RFCs icon indicating copy to clipboard operation
RFCs copied to clipboard

Make stropped (backticked) identifiers style sensitive

Open omentic opened this issue 3 years ago • 16 comments

Abstract

Make stropped (enclosed in backticks) identifiers literal identifiers. This proposal would make writing low-level 1:1 C wrappers a smoother process while not breaking past code* and also not affecting general usage of style insensitivity.

Literal identifiers, for this purpose, means any string of letters, digits, and underscores: with no restrictions on beginning with a letter, ending with an underscore, or having multiple repeated neighboring underscores. They are not subject to identifier equality.

● Supplied entries

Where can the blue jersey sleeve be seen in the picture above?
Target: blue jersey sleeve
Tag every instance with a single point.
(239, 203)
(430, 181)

● Problems and tasks
• A. For each statement, answer yes or no according to the RFC excerpt, and quote the words from it that decide the answer: (i) Stropped identifiers are enclosed in backticks. (ii) Literal identifiers must begin with a letter. (iii) Literal identifiers are subject to identifier equality.
• B. Please write out every line of the records again, requests included, and add 51 to each coordinate in the answers.
The RFC excerpt and the records come from unrelated sources.

● Solved tasks
• A.
(i) Yes: "stropped (enclosed in backticks) identifiers"
(ii) No: "with no restrictions on beginning with a letter"
(iii) No: "They are not subject to identifier equality."

• B.
Where can the blue jersey sleeve be seen in the picture above?
Target: blue jersey sleeve
Tag every instance with a single point.
(290, 254)
(481, 232)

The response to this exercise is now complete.